### Problem to work on
Extract each line of the entries below that contains the word "stack", copying the whole line.

### Input data
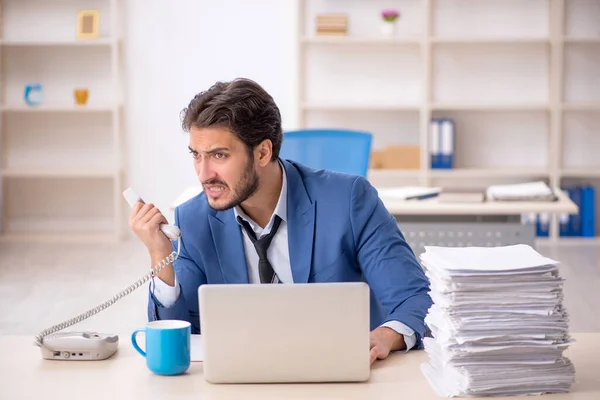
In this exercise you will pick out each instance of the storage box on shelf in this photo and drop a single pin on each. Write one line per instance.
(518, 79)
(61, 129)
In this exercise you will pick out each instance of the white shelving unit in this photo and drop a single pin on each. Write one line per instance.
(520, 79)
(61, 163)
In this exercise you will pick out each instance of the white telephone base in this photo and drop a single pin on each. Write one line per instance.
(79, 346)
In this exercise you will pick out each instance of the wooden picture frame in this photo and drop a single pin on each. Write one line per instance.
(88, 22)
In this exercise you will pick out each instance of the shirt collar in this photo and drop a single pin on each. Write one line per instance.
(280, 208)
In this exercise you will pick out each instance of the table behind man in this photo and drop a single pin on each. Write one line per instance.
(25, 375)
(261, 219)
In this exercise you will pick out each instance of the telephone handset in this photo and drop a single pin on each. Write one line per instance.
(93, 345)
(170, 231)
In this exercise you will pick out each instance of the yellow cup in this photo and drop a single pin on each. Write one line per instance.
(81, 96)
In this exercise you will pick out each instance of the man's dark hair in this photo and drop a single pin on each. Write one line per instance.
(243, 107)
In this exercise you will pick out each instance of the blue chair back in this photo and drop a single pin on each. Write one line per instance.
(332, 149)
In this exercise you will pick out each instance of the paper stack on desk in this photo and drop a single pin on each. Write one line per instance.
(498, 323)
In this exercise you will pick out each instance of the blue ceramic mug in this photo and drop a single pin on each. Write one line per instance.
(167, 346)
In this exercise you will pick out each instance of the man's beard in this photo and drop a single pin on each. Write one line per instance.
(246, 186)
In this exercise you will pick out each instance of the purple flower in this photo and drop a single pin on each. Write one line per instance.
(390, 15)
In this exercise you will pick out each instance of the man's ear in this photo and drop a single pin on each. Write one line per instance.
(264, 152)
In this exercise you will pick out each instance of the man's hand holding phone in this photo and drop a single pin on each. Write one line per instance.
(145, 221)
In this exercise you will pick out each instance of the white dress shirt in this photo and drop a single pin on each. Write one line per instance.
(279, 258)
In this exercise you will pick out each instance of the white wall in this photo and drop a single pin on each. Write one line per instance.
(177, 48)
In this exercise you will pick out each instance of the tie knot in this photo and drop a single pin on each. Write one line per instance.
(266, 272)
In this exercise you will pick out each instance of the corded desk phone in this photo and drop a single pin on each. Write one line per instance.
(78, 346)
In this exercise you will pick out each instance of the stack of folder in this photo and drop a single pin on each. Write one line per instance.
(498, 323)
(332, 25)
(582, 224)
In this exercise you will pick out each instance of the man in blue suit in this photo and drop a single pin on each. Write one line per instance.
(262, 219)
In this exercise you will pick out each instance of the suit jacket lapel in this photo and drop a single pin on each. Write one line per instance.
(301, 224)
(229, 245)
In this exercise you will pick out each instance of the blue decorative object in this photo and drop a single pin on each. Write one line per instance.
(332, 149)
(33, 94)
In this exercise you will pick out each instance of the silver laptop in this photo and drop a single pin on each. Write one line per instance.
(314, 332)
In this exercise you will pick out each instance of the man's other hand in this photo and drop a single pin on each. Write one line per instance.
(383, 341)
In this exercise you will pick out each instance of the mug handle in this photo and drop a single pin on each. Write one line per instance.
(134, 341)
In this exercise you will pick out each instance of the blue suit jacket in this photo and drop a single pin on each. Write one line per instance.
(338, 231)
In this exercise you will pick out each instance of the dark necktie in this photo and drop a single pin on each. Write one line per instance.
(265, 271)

--

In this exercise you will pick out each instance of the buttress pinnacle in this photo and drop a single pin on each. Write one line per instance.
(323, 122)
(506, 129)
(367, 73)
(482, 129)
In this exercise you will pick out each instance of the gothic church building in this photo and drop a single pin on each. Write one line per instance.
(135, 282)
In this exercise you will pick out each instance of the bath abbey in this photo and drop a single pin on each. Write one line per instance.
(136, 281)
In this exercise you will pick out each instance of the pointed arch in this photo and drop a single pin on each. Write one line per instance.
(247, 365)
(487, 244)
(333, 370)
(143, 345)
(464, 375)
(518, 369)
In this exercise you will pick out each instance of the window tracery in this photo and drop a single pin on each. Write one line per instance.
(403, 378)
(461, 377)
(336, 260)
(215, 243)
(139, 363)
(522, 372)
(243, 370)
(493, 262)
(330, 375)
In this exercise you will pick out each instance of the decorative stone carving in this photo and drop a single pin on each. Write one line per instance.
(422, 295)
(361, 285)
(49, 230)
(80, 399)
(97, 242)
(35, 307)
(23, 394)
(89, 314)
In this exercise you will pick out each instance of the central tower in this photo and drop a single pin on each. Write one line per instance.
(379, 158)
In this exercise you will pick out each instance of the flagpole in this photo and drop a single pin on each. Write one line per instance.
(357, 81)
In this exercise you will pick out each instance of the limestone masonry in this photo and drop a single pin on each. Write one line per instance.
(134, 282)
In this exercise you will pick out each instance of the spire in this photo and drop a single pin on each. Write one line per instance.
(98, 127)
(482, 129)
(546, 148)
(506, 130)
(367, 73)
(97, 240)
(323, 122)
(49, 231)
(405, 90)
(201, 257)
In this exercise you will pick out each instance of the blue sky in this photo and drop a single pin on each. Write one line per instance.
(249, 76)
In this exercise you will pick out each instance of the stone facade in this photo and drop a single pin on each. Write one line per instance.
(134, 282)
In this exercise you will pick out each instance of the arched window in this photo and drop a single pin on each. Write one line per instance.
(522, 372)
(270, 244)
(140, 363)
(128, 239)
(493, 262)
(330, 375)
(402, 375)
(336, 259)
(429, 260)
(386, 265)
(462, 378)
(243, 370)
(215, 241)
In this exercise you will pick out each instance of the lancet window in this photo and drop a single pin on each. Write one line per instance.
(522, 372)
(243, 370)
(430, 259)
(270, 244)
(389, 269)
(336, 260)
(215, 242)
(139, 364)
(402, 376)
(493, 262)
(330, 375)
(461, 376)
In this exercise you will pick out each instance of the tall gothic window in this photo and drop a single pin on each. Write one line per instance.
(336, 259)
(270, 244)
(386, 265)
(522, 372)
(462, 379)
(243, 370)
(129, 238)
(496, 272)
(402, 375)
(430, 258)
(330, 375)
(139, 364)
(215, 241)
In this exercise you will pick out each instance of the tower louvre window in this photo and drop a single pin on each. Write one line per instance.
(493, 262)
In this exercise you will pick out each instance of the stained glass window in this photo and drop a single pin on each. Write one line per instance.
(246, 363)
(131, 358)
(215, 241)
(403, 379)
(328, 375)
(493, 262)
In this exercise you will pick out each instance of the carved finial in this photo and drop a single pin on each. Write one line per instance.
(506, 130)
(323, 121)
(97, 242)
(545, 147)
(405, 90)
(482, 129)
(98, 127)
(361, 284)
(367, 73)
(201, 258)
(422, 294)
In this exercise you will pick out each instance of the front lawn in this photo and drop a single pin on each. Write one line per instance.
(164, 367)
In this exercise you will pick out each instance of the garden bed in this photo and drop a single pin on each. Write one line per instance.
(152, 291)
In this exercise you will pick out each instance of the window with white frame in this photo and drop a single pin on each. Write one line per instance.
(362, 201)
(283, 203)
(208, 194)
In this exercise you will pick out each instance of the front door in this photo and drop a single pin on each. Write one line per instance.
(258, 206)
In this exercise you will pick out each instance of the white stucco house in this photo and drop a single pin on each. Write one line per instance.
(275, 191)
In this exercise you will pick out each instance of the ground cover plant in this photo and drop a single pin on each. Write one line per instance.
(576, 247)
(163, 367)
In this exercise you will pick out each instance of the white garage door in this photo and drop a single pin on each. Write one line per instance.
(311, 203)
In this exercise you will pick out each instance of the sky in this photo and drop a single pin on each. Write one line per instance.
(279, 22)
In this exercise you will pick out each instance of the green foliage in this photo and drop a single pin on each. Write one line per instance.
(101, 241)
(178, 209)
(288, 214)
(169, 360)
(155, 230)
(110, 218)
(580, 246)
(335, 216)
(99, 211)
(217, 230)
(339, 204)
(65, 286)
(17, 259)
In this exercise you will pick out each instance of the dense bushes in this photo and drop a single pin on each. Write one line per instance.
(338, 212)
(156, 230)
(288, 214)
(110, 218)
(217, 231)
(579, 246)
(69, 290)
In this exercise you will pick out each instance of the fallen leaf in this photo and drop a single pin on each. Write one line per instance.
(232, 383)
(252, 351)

### Worked answer
In this exercise you will pick out each instance of the paper stack on desk in this photo and drop a single pin on each. Write one line per instance.
In this exercise you will pick out each instance of the stack of folder in this photo and drop a single pin on each. Write one line per instance.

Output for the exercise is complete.